> Set exercise
Reproduce word for word the part of the news article below on the "Schools of Hope" budget deal, starting at "Financial Incentives for Charter Schools" and ending at "across the state.".

> Document section
───

Details on “Schools of Hope” budget deal remain secret
by Julie Delegal | Folio Weekly | April 28, 2017
Florida lawmakers are notorious for attaching significant and expensive education policy bills to the final budget document at the “conference” stage in the legislative session, that is, when the state House and Senate begin negotiating on the budget. Critics call these add-on bills “trains,” and charge that they’re intended to circumvent public input, which is supposed to happen earlier at various committee public hearings.
Fund Education Now co-founder Kathleen Oropeza warned two weeks ago that House’s “Schools of Hope” bill, which created a $200 million pot of money for charter schools, would ultimately appear in a “train.” She was right.
The Miami Herald reported this morning that Florida’s Senate Appropriations Committee took just nine minutes yesterday to pass SB 796. SB 796 was sponsored and amended by Sen. Aaron Bean (R-Fernandina Beach) as a companion to the House’s “Schools of Hope” bill (HB 5105). At least one senator, Bill Montford (D-Quincy) called for immediate public input on the measure so that it can be fully vetted before session ends May 5. Once SB 796 hits the floor as part of a negotiated budget bill, the Herald reports, it won’t be amendable.
But there’s still a lot missing from Bean’s bill, Oropeza says. Echoing the criticism of at least three school superintendents of large Florida districts, Oropeza wants lawmakers to adopt the elements of Sen. David Simmons’ bill (SB 1552) that will provide additional help to students in struggling schools, instead of threatening “takeover” by charter schools.
“Instead of focusing on unmitigated charter school growth, the Senate and the House have an opportunity to turn their sights directly onto poverty and its well-documented effects,” Oropeza said.
Simmons’ proposal includes a longer school day, healthcare services, after-school programs, drug-prevention programs, college and career support, food, and clothing assistance.
Oropeza contends that the biggest obstacles facing our children are material. “They’re hungry. They have toothaches. They can’t shake the cold they’ve had for a week.”
“The answer has been there all along,” Oropeza said. “Focusing on our kids, helping them be comfortable and ready to learn, is more important than enriching charter school corporations.”
Financial Incentives for Charter Schools Criticized
Earlier this month, the GOP-controlled house easily passed HB 5105, which crafted financial incentives for charter operators to open “Schools of Hope.” The package includes special loans and $200 million, which critics dub as a “slush fund for charter school operators.” Charters would be invited to open schools in Florida neighborhoods where schools are currently rated “D” or “F.” In effect, lawmakers would be inviting charters to pull students away from 115 struggling schools across the state.

───

> Data excerpt
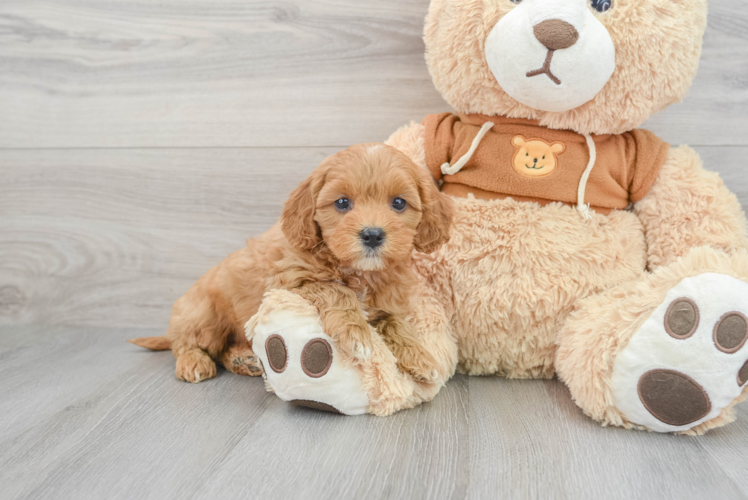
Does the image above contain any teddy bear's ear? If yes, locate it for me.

───

> Reply to the task
Financial Incentives for Charter Schools Criticized
Earlier this month, the GOP-controlled house easily passed HB 5105, which crafted financial incentives for charter operators to open “Schools of Hope.” The package includes special loans and $200 million, which critics dub as a “slush fund for charter school operators.” Charters would be invited to open schools in Florida neighborhoods where schools are currently rated “D” or “F.” In effect, lawmakers would be inviting charters to pull students away from 115 struggling schools across the state.